Document passage:
┌──

Importing Libraries that are generally required
library(dplyr)
## Warning: package 'dplyr' was built under R version 4.4.3
##
## Attaching package: 'dplyr'
## The following objects are masked from 'package:stats':
##
## filter, lag
## The following objects are masked from 'package:base':
##
## intersect, setdiff, setequal, union
library(ggplot2)
## Warning: package 'ggplot2' was built under R version 4.4.3
library(plotly)
## Warning: package 'plotly' was built under R version 4.4.3
##
## Attaching package: 'plotly'
## The following object is masked from 'package:ggplot2':
##
## last_plot
## The following object is masked from 'package:stats':
##
## filter
## The following object is masked from 'package:graphics':
##
## layout
library(xts)

└──

Task inputs:
┌──

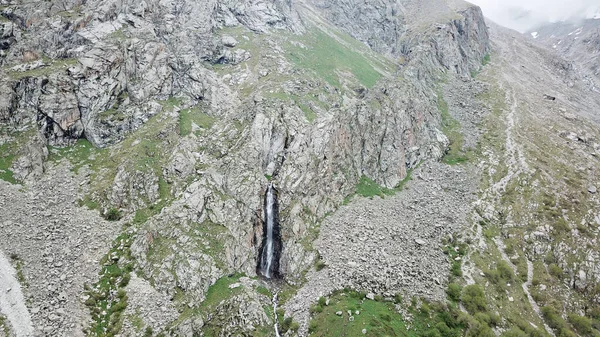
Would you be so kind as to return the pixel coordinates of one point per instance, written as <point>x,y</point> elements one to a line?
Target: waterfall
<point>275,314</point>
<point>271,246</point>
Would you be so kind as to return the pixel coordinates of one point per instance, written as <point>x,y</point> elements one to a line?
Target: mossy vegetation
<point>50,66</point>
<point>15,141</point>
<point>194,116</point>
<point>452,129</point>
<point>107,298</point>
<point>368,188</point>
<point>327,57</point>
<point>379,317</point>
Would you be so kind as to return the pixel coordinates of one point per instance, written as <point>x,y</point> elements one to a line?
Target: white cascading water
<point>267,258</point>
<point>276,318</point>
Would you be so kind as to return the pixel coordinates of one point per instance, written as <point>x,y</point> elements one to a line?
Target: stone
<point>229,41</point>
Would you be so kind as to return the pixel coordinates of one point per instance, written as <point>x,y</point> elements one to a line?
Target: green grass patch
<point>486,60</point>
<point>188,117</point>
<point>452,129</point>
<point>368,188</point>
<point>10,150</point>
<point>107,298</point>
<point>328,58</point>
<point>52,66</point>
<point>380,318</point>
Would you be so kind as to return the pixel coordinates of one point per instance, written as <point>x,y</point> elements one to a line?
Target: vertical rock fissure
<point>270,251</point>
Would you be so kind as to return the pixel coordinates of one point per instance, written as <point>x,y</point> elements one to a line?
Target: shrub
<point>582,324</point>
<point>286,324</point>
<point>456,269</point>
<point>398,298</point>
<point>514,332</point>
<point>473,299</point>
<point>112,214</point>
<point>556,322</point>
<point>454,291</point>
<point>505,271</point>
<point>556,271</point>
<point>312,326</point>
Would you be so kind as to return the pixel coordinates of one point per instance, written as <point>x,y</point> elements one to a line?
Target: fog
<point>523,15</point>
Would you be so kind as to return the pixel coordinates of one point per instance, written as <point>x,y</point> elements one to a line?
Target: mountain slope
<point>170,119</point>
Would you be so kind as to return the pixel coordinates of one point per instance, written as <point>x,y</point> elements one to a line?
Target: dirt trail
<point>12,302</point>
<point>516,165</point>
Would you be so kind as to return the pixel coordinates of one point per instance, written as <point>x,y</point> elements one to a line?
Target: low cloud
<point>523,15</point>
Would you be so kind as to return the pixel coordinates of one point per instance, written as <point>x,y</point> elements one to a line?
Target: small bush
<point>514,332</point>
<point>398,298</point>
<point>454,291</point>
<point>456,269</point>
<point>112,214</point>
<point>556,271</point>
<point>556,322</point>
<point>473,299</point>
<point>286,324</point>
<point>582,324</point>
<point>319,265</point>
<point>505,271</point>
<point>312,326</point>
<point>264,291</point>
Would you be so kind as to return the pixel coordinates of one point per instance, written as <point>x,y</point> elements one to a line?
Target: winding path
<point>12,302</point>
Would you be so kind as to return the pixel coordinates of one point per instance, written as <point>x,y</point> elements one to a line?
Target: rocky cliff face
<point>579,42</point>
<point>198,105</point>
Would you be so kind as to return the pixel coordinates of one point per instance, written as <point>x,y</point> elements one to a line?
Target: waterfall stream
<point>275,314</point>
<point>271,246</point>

└──

Requests:
A. In the R package-loading text, which objects from 'package:base' does loading dplyr mask?
B. Please rescale the rows in the part that opens with the first line of the rows and closes with the line containing "<point>229,41</point>", repeating every line there, requests included. Multiply each point coordinate in the answers by 0.2, round to whole numbers with halves going up, give only these lines, and leave the pictures out.
The R package-loading text and the rows are separate material.

Responses:
A. intersect, setdiff, setequal, and union

B.
Would you be so kind as to return the pixel coordinates of one point per instance, written as <point>x,y</point> elements one to a line?
Target: waterfall
<point>55,63</point>
<point>54,49</point>
Would you be so kind as to return the pixel coordinates of one point per instance, written as <point>x,y</point> elements one to a line?
Target: mossy vegetation
<point>10,13</point>
<point>3,28</point>
<point>39,23</point>
<point>90,26</point>
<point>21,60</point>
<point>74,38</point>
<point>65,11</point>
<point>76,63</point>
Would you be so kind as to return the pixel coordinates of one point per instance, written as <point>x,y</point> elements one to a line?
Target: white cascading water
<point>53,52</point>
<point>55,64</point>
Would you be so kind as to return the pixel coordinates of one point per instance, written as <point>x,y</point> elements one to a line?
Target: stone
<point>46,8</point>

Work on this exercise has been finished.